Given problem: Rewrite each row below, substituting "image" for every occurrence of "photo" and changing nothing else. Leave the pictures out of your output.

(Rows from a pointing dataset)
____________
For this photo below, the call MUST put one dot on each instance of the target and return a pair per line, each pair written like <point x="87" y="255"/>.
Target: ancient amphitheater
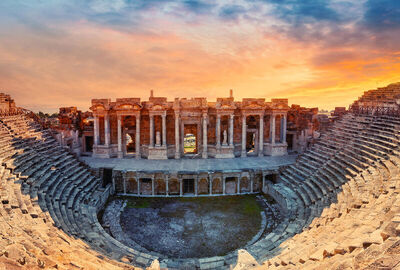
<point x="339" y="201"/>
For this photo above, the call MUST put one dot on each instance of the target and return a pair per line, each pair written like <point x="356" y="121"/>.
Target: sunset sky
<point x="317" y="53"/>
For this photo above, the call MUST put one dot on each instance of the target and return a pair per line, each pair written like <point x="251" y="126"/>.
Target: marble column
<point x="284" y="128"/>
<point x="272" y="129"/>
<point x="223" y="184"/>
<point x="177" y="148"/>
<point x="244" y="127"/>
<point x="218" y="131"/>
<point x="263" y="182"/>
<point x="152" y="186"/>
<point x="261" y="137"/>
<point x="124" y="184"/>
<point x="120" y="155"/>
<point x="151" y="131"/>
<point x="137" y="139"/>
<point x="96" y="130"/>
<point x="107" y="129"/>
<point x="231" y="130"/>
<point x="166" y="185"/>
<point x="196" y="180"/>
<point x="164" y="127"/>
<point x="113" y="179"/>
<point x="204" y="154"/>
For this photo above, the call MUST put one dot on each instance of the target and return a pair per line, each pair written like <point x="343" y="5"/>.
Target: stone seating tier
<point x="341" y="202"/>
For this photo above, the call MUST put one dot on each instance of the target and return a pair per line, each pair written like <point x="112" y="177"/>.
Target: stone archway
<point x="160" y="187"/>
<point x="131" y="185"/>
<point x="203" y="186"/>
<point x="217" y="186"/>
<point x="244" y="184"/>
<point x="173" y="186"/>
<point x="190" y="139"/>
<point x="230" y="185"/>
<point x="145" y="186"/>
____________
Solution to this task:
For this image below, the call MUST put one dot on each instance of the target and return a pair per line, each pair written like <point x="87" y="255"/>.
Target: ancient amphitheater
<point x="339" y="201"/>
For this image above, the call MUST put one dot on each instance of the target and return a pair per line, each pair written like <point x="356" y="121"/>.
Target: sunset sky
<point x="317" y="53"/>
For this image above, the call MUST put one dot on each instance of the target and return a pair per line, each pair written like <point x="251" y="126"/>.
Target: marble column
<point x="284" y="128"/>
<point x="272" y="129"/>
<point x="223" y="184"/>
<point x="177" y="148"/>
<point x="244" y="127"/>
<point x="218" y="131"/>
<point x="263" y="182"/>
<point x="152" y="186"/>
<point x="261" y="137"/>
<point x="124" y="184"/>
<point x="120" y="155"/>
<point x="151" y="131"/>
<point x="137" y="139"/>
<point x="96" y="130"/>
<point x="107" y="129"/>
<point x="231" y="130"/>
<point x="166" y="185"/>
<point x="196" y="180"/>
<point x="164" y="127"/>
<point x="113" y="179"/>
<point x="204" y="154"/>
For this image above, the call MUST put one dot on each instance of the target and return a pair per line, each pair written like <point x="343" y="5"/>.
Target: stone seating tier
<point x="341" y="202"/>
For this image above, the call MUST put one dot on each instance of the target and return a pair per line, each pair written like <point x="112" y="177"/>.
Target: stone archway
<point x="160" y="187"/>
<point x="131" y="185"/>
<point x="203" y="186"/>
<point x="217" y="186"/>
<point x="244" y="184"/>
<point x="173" y="186"/>
<point x="190" y="139"/>
<point x="230" y="185"/>
<point x="145" y="186"/>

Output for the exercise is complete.